- PROMPT:
Find the line containing "positive clicks: (481, 286)" in the records below. Copy exactly that line and each one after it, ending at the line containing "negative clicks: (555, 248) (570, 491)", and nothing more.

- EXERCISE DATA:

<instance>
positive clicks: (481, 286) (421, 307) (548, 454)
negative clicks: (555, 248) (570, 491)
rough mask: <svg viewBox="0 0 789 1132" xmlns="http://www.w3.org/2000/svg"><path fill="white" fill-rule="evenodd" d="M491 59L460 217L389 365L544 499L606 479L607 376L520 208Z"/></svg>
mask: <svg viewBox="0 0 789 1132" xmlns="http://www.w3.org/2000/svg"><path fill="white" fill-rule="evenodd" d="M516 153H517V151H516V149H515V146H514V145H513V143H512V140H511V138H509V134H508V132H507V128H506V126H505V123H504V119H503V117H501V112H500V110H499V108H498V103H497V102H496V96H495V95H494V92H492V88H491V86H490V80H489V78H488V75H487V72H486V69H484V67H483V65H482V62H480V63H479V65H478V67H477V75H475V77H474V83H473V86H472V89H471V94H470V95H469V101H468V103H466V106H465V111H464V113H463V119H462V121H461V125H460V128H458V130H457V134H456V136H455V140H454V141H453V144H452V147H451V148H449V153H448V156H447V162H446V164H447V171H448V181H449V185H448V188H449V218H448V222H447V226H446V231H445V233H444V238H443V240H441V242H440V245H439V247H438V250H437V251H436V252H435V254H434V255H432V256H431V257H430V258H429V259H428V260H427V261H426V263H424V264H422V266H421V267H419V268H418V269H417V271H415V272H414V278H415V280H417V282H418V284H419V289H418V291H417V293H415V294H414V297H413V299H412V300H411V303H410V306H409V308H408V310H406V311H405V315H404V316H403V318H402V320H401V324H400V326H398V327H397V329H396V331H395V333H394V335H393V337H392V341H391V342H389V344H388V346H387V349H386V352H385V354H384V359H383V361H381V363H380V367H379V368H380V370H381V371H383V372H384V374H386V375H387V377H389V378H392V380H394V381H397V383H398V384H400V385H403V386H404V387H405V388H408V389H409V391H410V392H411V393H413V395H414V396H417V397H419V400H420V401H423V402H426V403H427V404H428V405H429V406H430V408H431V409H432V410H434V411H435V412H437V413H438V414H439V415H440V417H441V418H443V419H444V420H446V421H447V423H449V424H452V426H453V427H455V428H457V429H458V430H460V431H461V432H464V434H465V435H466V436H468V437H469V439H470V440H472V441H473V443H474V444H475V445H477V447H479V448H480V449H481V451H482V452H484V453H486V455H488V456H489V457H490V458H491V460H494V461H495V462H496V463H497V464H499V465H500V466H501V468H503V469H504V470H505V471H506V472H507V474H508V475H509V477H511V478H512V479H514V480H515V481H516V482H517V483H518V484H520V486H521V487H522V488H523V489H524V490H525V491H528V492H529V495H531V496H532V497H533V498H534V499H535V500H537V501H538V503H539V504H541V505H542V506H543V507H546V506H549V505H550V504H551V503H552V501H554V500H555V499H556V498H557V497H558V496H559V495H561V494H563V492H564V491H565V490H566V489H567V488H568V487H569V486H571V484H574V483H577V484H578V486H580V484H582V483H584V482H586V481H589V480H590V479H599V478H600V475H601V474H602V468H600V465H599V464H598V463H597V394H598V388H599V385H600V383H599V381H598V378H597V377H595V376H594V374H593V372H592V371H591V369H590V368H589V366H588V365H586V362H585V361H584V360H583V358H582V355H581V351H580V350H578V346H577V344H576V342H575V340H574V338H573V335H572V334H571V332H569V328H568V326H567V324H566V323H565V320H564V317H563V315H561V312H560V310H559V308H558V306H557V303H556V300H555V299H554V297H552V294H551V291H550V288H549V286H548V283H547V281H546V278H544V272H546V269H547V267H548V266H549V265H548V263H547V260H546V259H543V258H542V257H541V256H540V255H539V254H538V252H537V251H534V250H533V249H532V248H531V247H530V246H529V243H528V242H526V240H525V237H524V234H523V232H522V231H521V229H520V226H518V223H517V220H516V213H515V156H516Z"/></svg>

- ANSWER BELOW:
positive clicks: (481, 286) (421, 307) (548, 454)
negative clicks: (555, 248) (570, 491)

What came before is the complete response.